Text-to-region grounding data
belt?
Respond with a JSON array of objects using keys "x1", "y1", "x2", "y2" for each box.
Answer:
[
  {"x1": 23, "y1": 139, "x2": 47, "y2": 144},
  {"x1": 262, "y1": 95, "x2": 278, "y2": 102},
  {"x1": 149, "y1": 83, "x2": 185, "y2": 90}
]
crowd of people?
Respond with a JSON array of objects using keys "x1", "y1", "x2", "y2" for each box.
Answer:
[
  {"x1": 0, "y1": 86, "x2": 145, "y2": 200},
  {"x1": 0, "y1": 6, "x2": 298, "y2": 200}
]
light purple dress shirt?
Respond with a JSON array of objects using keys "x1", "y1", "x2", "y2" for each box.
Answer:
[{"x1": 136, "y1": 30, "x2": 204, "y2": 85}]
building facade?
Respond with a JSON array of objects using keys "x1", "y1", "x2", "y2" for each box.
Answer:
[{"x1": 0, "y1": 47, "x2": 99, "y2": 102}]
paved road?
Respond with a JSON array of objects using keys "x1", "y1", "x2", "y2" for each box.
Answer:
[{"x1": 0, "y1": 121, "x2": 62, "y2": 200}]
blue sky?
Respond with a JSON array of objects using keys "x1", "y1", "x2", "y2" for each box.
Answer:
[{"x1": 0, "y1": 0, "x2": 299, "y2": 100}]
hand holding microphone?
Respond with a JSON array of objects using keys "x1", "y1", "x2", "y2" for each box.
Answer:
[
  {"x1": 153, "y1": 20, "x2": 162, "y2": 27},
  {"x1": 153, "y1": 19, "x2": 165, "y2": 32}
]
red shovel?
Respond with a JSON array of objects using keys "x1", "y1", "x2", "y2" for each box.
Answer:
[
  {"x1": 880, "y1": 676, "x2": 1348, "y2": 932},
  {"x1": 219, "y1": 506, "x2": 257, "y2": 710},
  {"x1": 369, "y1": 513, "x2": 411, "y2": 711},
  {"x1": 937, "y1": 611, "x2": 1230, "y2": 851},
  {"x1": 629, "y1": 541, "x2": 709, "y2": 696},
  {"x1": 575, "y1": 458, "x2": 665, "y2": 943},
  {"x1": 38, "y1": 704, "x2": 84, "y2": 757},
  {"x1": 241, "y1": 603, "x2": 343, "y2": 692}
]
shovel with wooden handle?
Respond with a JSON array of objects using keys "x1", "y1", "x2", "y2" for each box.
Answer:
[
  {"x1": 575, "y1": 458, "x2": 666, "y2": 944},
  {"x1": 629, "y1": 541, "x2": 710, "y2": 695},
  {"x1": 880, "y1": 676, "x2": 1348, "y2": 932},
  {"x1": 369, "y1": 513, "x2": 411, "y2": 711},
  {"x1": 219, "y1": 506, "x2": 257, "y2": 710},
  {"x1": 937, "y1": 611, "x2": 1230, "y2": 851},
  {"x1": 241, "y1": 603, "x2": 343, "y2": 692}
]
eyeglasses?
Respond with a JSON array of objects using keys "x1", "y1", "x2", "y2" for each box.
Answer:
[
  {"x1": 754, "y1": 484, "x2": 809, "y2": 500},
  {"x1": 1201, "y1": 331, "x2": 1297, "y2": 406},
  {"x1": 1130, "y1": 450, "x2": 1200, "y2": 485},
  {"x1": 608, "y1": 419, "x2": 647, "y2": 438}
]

Task instructions: Every line that contains the string "shovel" should be copied from the records.

Worked solution:
red shovel?
shovel with wooden handle?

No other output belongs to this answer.